Start of EXCERPTED DATA
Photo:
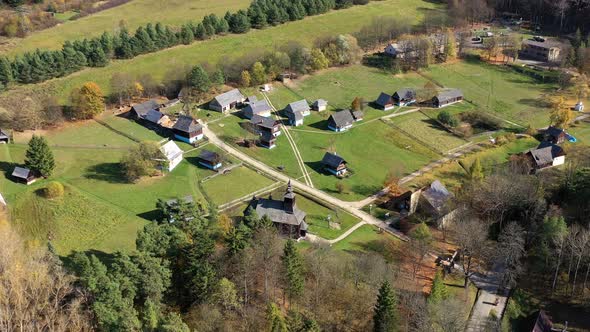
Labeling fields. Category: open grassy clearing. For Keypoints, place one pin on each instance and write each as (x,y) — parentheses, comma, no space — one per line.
(497,89)
(134,13)
(213,51)
(427,130)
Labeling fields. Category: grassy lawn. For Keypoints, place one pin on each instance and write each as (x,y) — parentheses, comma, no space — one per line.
(427,130)
(216,50)
(366,238)
(239,182)
(497,89)
(133,14)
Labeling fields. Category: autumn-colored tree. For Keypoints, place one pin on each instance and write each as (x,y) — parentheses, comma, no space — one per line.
(87,101)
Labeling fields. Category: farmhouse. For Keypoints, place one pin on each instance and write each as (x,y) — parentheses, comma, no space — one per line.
(155,117)
(187,129)
(385,101)
(319,105)
(266,124)
(555,135)
(295,119)
(209,159)
(340,121)
(173,155)
(260,107)
(299,106)
(546,155)
(227,101)
(548,51)
(447,97)
(404,97)
(285,215)
(4,137)
(139,111)
(334,164)
(358,116)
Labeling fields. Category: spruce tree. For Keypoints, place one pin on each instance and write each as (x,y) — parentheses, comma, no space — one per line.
(294,269)
(385,315)
(439,290)
(39,157)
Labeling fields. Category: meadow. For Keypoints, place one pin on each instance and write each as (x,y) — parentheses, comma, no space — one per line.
(132,14)
(159,65)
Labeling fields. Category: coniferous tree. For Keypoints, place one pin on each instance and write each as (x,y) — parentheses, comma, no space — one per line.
(39,157)
(385,315)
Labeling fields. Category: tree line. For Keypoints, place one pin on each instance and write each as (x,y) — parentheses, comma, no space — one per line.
(42,65)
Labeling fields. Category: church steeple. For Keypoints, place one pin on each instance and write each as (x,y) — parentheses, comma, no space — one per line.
(289,199)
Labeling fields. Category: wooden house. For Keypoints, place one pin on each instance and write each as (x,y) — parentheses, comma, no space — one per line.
(211,160)
(335,164)
(285,214)
(340,121)
(24,175)
(385,101)
(227,101)
(187,129)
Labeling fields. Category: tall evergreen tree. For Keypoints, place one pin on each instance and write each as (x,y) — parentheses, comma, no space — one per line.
(39,157)
(385,314)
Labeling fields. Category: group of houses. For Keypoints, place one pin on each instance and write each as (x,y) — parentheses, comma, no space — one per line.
(407,96)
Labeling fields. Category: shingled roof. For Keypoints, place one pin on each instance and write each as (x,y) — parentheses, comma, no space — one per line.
(227,98)
(332,160)
(187,124)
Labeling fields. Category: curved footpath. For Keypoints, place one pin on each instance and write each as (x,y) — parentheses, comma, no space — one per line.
(346,206)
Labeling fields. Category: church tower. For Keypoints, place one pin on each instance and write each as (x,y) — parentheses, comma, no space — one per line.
(289,199)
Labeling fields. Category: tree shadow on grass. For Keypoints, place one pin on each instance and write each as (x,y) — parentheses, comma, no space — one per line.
(109,172)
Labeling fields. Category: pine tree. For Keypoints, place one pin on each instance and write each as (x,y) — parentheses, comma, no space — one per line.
(293,265)
(385,315)
(39,157)
(199,79)
(439,290)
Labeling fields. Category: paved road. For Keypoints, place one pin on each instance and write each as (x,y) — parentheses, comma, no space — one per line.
(346,206)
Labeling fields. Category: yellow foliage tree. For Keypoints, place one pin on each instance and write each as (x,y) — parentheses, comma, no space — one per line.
(87,101)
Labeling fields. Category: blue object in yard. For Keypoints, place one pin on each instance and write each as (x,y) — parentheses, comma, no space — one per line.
(571,138)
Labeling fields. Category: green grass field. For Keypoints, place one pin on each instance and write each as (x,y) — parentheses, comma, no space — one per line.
(134,14)
(212,51)
(497,89)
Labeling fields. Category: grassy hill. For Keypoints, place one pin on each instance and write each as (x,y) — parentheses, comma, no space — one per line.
(212,51)
(134,14)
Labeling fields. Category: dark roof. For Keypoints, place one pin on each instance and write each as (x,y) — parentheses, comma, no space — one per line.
(342,119)
(258,107)
(332,160)
(357,115)
(320,102)
(298,106)
(227,98)
(153,116)
(405,93)
(209,156)
(143,108)
(448,94)
(554,131)
(384,99)
(21,172)
(546,152)
(264,121)
(187,124)
(438,196)
(275,210)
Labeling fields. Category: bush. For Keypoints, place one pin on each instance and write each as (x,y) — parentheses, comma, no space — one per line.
(54,190)
(447,119)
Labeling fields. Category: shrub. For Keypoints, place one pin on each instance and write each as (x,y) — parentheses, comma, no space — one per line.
(54,190)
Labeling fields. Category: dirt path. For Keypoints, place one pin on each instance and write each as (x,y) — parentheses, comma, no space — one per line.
(306,176)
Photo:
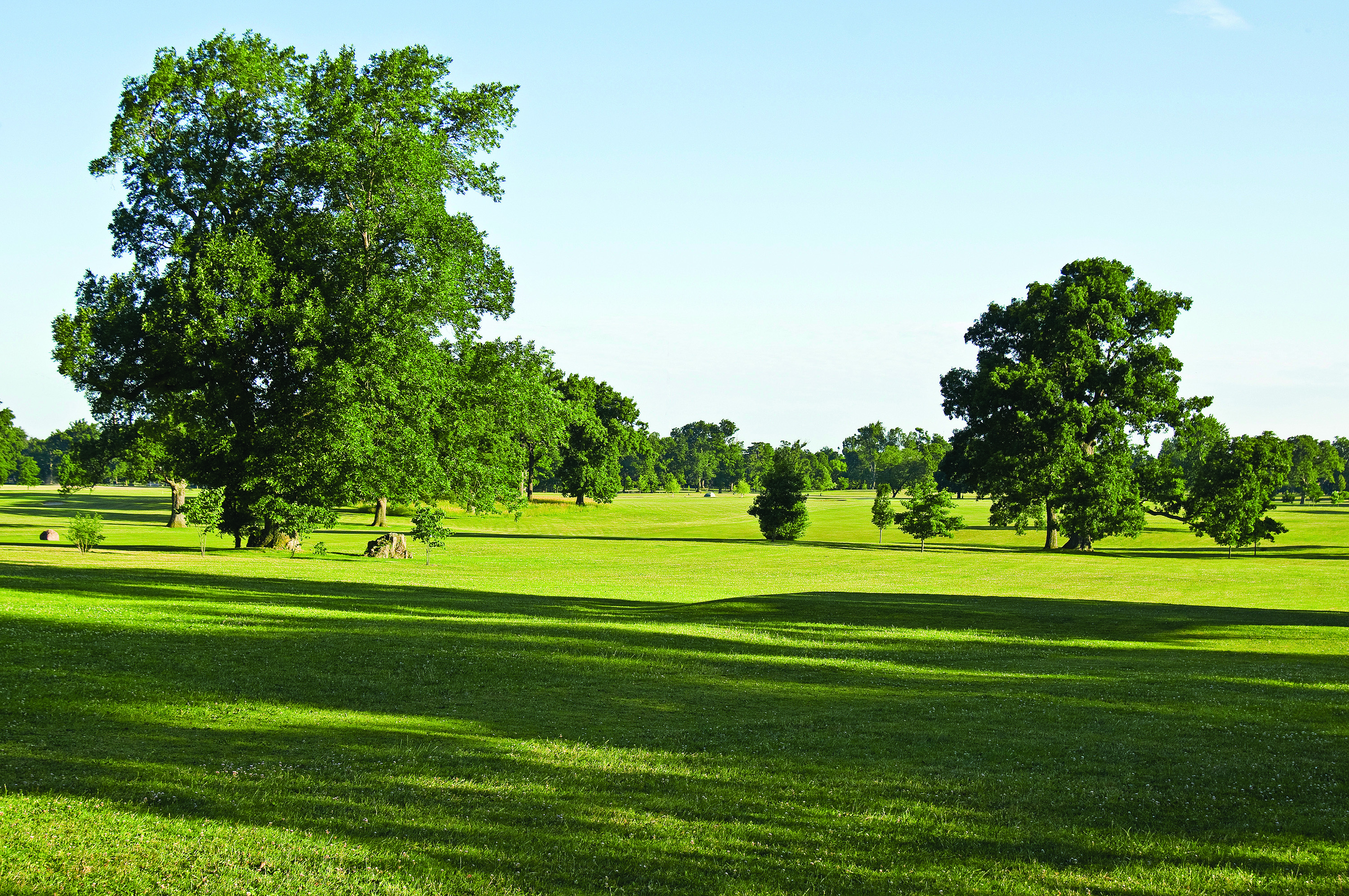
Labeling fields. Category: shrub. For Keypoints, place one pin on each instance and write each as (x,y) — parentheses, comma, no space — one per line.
(782,508)
(929,513)
(428,530)
(85,531)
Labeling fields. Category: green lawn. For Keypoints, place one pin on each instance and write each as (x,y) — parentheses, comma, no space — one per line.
(647,698)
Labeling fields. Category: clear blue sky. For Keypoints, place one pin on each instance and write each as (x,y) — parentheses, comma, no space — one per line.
(788,214)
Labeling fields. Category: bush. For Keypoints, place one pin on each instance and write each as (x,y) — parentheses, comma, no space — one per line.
(782,508)
(85,531)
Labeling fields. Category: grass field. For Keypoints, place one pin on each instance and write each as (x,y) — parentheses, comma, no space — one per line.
(647,698)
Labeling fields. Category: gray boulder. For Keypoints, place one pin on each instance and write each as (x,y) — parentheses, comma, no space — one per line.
(390,546)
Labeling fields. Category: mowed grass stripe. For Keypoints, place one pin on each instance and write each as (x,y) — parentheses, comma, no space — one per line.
(607,713)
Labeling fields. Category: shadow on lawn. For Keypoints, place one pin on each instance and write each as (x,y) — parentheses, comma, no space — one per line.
(736,712)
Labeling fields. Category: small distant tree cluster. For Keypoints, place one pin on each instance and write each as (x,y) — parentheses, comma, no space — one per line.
(927,513)
(780,508)
(883,515)
(1219,486)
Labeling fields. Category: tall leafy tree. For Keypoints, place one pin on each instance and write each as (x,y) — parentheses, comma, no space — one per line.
(1227,493)
(27,473)
(644,469)
(702,453)
(500,401)
(927,513)
(601,431)
(883,515)
(1063,378)
(864,450)
(910,458)
(780,508)
(295,265)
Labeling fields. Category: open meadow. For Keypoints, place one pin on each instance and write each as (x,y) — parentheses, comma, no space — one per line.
(648,698)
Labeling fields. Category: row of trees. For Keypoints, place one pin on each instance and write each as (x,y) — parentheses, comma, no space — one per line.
(300,324)
(300,330)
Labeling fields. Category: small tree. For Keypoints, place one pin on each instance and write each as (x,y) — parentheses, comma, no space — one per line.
(297,520)
(204,511)
(881,512)
(927,513)
(782,507)
(27,474)
(85,531)
(428,530)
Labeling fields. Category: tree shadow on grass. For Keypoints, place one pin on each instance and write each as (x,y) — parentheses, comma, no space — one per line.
(590,741)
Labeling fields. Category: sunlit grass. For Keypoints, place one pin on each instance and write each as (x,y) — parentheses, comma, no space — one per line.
(647,698)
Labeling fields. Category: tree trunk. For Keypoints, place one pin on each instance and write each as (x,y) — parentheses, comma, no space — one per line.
(180,493)
(272,536)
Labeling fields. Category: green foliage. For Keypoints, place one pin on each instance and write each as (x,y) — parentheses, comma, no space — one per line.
(780,508)
(295,267)
(204,511)
(759,464)
(883,515)
(428,528)
(865,449)
(27,473)
(705,455)
(1227,492)
(85,531)
(13,441)
(1310,464)
(1063,378)
(599,432)
(319,683)
(927,513)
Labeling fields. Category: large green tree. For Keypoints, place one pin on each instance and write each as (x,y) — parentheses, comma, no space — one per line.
(601,431)
(1063,378)
(780,508)
(295,265)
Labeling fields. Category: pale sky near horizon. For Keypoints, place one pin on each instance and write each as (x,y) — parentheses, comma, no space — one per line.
(788,214)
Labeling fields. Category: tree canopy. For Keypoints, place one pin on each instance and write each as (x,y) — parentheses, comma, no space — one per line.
(1063,378)
(782,507)
(295,265)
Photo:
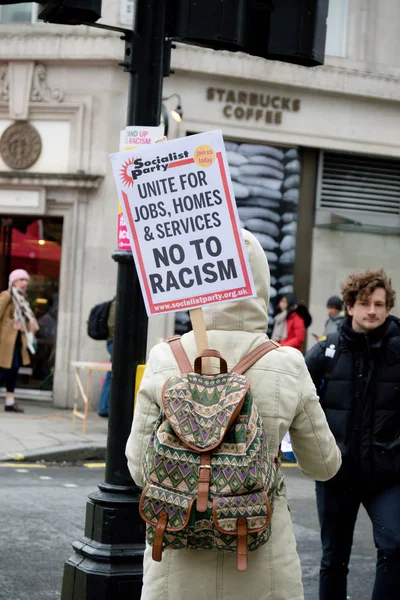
End of EXCERPTED DATA
> **TASK GOAL**
The expected output is the exact run of lines from the one containing "Labeling fields. Category: pale" through the final line of the data above, both ends included, with no pictures.

> **ANSWER FOR THIS EXERCISE**
Labeling fields. Category: pale sky near horizon. For Keypoints, place one pin on each instance and write each as (x,y) — parentheses, comma, no space — one per line.
(788,214)
Labeling fields. Category: tree canopy. For Keypoints, place one pin on each instance and write each as (x,y) — parentheses, comma, no space — one per line.
(1063,378)
(782,507)
(295,265)
Photo:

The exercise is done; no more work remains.